[Try it] Your answer should consist of the lines holding "trunk", copied from the material below.

[Dataset excerpts]
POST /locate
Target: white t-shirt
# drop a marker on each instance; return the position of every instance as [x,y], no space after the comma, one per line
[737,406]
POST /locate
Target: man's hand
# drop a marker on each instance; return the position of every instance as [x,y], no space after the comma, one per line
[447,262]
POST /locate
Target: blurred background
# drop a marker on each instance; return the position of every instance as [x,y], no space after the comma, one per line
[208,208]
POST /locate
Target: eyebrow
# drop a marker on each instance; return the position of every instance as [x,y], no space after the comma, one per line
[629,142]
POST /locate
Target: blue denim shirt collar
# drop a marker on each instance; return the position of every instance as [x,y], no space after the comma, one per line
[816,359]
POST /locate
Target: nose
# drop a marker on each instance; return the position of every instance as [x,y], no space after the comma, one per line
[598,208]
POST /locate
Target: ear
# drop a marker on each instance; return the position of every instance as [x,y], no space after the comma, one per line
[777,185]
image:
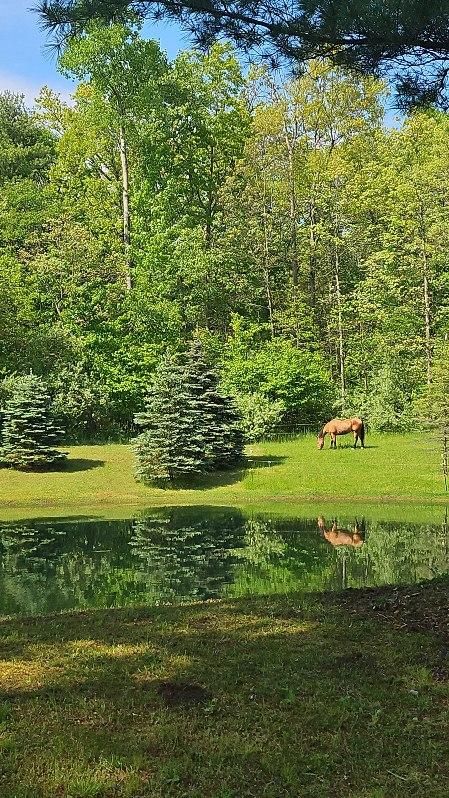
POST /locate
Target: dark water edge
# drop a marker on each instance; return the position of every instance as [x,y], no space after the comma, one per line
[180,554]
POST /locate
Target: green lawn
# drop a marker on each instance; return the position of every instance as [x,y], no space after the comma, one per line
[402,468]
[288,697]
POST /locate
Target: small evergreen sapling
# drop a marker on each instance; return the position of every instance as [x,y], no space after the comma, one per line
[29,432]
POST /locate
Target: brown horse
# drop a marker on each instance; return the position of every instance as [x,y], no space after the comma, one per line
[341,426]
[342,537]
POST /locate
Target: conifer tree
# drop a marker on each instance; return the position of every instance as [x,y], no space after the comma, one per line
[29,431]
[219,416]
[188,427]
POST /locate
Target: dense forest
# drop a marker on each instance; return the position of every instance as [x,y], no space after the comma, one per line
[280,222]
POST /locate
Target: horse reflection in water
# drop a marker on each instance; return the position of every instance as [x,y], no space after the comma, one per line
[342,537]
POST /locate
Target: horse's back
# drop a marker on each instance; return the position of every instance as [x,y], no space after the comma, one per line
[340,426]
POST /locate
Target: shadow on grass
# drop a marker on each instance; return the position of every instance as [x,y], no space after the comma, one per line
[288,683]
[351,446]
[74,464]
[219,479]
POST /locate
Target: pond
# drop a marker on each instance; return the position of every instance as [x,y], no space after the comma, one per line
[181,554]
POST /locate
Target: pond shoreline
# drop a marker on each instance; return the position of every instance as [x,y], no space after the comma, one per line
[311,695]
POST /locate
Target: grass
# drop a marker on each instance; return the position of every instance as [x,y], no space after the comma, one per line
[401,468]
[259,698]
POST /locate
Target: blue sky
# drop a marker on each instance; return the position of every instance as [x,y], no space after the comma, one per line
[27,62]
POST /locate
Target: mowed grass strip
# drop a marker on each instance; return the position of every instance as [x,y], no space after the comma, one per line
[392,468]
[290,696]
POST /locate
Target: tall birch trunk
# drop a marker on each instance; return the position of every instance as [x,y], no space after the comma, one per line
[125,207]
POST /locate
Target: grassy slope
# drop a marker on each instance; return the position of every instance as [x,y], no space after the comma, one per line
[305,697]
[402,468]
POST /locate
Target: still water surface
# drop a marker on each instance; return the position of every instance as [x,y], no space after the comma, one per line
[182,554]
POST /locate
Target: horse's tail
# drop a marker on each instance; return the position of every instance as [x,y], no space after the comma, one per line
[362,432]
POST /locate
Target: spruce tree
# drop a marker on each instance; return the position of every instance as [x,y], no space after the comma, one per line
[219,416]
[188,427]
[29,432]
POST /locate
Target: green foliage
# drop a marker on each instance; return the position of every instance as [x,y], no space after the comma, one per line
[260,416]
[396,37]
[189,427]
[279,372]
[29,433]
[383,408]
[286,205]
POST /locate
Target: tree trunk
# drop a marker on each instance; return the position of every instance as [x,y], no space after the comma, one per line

[Response area]
Target: tall birch trunk
Target: tree trunk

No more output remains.